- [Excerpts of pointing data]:
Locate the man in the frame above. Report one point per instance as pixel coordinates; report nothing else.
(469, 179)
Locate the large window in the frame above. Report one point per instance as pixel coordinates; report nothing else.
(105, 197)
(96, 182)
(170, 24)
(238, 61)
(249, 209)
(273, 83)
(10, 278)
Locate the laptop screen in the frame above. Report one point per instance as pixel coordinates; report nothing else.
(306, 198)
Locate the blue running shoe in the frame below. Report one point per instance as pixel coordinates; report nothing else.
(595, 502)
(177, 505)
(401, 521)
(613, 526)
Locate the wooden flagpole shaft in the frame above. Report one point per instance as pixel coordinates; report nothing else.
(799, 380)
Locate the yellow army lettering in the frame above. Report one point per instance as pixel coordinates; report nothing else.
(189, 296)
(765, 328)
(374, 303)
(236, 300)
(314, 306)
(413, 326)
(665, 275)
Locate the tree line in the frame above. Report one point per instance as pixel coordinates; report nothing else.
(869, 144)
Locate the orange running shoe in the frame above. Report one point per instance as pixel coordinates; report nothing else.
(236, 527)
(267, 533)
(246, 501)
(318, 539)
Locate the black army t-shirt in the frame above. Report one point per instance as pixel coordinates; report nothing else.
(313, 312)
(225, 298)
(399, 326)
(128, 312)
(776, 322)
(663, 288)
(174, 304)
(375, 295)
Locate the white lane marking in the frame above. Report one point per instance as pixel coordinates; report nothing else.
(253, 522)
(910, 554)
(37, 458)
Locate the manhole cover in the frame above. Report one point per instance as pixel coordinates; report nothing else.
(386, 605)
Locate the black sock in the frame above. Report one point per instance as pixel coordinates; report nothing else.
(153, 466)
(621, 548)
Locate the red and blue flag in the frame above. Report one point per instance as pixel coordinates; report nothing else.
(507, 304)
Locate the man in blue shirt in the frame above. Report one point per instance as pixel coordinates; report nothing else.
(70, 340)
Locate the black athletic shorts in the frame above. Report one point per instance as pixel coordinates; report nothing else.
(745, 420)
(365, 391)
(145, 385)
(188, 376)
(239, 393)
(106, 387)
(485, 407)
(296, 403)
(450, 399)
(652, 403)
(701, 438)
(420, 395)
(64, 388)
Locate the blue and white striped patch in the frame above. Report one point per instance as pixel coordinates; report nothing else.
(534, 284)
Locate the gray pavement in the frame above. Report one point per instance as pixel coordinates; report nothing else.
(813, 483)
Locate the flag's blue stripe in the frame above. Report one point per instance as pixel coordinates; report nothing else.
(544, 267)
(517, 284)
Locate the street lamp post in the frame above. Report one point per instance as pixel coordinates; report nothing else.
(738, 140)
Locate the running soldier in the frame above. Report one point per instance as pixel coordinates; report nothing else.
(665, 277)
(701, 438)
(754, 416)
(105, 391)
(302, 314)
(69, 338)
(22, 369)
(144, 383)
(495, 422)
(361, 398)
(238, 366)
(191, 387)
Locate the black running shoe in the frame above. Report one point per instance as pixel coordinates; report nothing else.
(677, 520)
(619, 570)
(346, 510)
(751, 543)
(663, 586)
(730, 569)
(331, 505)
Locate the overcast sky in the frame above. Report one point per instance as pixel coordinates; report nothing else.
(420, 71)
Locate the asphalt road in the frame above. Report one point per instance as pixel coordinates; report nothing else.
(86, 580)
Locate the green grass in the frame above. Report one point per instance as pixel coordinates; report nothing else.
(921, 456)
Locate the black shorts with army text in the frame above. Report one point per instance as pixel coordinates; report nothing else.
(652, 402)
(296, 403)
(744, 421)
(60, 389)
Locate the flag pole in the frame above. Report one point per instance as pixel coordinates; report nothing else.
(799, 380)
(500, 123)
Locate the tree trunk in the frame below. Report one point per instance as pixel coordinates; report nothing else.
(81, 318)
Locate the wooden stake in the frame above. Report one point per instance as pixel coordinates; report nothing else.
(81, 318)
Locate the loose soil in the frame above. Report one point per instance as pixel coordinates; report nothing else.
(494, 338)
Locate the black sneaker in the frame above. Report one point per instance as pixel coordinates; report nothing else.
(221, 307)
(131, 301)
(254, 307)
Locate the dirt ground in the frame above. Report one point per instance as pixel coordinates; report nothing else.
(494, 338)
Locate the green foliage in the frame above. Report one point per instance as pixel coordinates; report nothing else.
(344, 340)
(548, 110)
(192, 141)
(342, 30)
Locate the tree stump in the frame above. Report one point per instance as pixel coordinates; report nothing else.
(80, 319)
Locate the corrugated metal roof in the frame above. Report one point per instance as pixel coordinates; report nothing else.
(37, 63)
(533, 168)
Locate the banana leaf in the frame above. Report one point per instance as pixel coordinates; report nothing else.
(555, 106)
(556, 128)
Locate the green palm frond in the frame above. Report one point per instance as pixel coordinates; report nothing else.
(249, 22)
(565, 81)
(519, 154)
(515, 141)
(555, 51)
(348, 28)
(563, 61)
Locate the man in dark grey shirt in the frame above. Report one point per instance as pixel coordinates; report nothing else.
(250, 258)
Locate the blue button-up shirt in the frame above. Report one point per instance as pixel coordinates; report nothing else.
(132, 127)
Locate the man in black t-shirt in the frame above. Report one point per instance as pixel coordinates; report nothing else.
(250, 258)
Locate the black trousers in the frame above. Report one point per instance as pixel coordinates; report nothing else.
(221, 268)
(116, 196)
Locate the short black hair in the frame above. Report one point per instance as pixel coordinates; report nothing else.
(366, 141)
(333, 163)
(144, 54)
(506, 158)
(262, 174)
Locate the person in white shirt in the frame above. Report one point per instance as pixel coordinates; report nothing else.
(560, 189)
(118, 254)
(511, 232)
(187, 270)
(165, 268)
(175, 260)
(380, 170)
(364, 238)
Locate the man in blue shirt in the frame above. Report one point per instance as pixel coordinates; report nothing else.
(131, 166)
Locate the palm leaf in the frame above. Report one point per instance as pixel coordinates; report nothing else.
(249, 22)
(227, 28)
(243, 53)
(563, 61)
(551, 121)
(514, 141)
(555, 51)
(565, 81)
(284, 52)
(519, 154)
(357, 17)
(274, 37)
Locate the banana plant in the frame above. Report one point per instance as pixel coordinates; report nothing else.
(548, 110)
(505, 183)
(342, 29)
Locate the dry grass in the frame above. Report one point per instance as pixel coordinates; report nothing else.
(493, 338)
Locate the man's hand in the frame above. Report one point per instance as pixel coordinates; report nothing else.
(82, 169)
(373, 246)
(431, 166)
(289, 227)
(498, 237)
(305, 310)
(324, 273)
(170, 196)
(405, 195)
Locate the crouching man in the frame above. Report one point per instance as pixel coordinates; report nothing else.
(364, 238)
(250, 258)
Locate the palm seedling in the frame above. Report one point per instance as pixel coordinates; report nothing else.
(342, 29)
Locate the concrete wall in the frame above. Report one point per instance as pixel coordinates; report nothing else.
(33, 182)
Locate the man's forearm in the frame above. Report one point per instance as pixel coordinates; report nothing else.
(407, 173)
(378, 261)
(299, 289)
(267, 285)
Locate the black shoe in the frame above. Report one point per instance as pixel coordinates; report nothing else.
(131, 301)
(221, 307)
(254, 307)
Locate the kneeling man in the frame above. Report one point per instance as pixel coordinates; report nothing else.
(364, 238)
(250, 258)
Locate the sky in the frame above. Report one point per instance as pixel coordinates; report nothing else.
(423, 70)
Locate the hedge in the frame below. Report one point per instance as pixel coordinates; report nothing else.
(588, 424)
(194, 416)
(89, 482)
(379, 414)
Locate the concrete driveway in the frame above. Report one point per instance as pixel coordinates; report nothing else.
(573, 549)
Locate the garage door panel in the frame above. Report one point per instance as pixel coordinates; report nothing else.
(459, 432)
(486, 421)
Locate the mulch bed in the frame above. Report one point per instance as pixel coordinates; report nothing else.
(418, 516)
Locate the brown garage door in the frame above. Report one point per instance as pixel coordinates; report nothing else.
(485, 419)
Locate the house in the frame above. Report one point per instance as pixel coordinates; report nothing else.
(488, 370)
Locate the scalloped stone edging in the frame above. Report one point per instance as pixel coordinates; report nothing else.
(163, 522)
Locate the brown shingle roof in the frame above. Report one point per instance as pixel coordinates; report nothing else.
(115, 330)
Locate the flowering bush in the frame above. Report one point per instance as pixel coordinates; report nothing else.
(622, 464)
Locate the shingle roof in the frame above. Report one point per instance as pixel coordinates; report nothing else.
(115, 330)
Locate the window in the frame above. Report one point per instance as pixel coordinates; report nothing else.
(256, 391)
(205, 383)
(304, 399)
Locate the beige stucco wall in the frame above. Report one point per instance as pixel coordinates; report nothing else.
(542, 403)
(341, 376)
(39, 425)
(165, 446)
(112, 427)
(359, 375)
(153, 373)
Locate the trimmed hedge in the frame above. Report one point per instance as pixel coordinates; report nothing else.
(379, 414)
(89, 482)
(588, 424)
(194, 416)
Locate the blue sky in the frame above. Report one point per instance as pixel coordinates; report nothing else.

- [Problem description]:
Produce an exact copy of the lines from the one containing "Locate the shingle" through the last line, and of nothing else.

- [Task solution]:
Locate the shingle roof in the frame above. Report one point per instance as pixel coordinates; report nothing else.
(115, 330)
Locate the window in the frame above. Report one point per instance as pixel coordinates; report nothing else.
(256, 391)
(205, 383)
(304, 399)
Locate the beige stucco wall in the frame above. Report one point per instance as pixel coordinates; report nothing else.
(542, 403)
(341, 376)
(39, 425)
(165, 446)
(112, 427)
(359, 375)
(153, 373)
Locate the trimmed hedge in the frame above. Report one point per instance as pixel coordinates; report nothing else.
(379, 414)
(89, 482)
(588, 424)
(194, 416)
Locate the blue sky in the frame above. Report one point per instance as pixel coordinates; report nothing else.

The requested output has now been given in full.